-- DATASET EXCERPTS start --

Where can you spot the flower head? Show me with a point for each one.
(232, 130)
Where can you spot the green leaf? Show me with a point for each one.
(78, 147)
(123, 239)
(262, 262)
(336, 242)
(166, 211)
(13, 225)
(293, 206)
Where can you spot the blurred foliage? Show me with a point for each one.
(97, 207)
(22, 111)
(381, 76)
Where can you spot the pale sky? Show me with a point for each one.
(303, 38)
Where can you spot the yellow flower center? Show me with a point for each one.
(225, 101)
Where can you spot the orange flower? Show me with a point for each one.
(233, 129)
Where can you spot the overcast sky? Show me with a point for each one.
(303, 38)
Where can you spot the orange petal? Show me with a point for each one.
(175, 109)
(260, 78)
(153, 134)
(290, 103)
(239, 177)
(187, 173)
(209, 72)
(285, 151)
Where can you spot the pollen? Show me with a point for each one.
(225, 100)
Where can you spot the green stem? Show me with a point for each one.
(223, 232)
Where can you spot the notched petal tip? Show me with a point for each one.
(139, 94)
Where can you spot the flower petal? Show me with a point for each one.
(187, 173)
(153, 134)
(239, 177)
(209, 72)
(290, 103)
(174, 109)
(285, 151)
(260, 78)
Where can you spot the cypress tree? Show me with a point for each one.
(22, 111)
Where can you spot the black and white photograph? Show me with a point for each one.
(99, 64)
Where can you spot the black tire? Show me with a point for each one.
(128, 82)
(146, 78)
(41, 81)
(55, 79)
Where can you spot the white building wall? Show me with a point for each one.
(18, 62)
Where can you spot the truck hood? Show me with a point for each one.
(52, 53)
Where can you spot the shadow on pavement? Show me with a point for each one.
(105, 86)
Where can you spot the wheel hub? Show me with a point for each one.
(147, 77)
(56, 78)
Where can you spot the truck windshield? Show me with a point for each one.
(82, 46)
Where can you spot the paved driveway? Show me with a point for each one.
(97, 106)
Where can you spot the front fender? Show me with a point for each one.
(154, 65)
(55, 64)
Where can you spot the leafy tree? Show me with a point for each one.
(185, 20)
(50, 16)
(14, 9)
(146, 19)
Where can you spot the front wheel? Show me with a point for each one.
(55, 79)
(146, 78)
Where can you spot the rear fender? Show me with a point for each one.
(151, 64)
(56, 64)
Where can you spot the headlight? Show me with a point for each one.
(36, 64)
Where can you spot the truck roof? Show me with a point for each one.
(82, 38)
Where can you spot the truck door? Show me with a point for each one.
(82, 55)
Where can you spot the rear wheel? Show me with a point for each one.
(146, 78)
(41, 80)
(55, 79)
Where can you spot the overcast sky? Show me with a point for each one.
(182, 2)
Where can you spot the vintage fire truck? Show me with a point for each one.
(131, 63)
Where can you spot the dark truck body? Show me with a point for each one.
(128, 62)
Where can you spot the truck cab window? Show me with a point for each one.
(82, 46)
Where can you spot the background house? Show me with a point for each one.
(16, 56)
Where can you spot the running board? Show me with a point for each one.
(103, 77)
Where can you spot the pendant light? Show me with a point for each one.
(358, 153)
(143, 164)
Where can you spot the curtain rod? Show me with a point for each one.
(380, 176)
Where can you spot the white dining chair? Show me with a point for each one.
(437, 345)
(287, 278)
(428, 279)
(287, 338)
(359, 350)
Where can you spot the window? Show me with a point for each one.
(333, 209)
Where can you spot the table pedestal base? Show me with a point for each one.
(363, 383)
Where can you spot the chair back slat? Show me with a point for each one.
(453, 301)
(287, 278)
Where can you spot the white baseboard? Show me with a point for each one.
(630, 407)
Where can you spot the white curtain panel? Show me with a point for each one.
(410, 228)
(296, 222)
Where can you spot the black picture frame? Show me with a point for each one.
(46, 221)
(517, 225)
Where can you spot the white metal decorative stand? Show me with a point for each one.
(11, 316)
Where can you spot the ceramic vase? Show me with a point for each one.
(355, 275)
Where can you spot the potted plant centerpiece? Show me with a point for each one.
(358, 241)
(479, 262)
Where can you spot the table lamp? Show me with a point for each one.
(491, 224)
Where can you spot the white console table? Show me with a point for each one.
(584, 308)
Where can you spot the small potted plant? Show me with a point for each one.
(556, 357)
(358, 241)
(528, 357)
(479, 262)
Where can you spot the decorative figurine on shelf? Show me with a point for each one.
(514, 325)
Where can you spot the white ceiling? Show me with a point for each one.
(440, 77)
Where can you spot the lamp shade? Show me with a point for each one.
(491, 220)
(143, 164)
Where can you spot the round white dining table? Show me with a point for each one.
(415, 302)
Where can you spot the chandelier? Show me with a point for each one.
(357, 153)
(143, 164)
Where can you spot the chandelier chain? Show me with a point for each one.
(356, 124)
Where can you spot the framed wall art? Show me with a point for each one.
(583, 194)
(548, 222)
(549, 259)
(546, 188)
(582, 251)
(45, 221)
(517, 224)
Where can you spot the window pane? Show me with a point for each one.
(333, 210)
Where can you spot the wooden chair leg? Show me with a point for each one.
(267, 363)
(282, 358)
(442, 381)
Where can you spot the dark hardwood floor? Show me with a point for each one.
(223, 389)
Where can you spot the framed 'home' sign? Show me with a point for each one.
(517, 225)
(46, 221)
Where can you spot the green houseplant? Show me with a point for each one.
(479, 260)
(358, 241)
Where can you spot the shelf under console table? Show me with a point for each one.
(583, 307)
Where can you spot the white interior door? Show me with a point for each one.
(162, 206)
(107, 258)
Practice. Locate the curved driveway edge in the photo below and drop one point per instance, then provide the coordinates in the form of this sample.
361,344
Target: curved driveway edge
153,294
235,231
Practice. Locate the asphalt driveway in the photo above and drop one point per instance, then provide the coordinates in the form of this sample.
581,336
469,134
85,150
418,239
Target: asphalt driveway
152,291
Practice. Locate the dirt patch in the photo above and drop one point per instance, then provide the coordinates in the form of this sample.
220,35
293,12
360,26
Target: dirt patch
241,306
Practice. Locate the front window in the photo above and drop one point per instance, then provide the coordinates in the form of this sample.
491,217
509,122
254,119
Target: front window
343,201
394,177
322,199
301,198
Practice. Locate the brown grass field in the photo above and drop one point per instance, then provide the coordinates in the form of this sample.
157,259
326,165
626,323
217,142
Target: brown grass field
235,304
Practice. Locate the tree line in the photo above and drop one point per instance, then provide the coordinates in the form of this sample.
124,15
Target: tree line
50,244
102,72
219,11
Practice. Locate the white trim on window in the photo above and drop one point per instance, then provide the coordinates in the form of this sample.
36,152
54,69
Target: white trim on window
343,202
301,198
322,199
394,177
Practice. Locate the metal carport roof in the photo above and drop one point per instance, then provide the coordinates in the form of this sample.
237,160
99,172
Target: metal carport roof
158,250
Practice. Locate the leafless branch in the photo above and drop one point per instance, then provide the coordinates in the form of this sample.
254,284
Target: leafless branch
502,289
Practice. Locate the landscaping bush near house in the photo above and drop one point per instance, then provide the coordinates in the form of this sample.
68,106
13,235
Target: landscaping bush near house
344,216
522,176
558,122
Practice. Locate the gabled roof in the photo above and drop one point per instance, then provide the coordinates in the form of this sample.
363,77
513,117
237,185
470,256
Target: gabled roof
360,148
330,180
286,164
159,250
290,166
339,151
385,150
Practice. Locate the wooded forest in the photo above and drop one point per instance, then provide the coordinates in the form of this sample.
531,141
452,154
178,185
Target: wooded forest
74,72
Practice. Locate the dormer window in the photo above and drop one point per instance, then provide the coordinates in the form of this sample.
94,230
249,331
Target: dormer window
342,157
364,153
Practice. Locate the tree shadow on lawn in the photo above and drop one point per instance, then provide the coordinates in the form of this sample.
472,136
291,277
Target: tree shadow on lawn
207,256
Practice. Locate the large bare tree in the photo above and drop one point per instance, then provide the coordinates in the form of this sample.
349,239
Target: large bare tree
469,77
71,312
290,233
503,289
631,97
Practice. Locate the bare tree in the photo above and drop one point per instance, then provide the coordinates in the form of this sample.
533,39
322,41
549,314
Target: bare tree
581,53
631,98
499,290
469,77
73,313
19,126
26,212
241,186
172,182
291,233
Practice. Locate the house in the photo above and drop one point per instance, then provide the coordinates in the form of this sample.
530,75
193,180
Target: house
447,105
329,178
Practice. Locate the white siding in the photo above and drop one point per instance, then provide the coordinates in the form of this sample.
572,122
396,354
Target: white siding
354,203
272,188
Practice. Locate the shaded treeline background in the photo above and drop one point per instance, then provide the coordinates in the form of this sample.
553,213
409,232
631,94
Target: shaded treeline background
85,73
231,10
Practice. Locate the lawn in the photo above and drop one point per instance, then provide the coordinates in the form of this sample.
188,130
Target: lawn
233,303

-- DATASET EXCERPTS end --

- [GOAL]:
Copy word for word the lines of the listing above, starting at the line that contains "Practice. Locate the lawn" and ending with the listing's last line.

- [OUTPUT OF THE EXERCISE]:
Practice. Locate the lawn in the photo above and drop one point per instance, then provide the coordinates in the form of this sample.
188,130
Target: lawn
233,303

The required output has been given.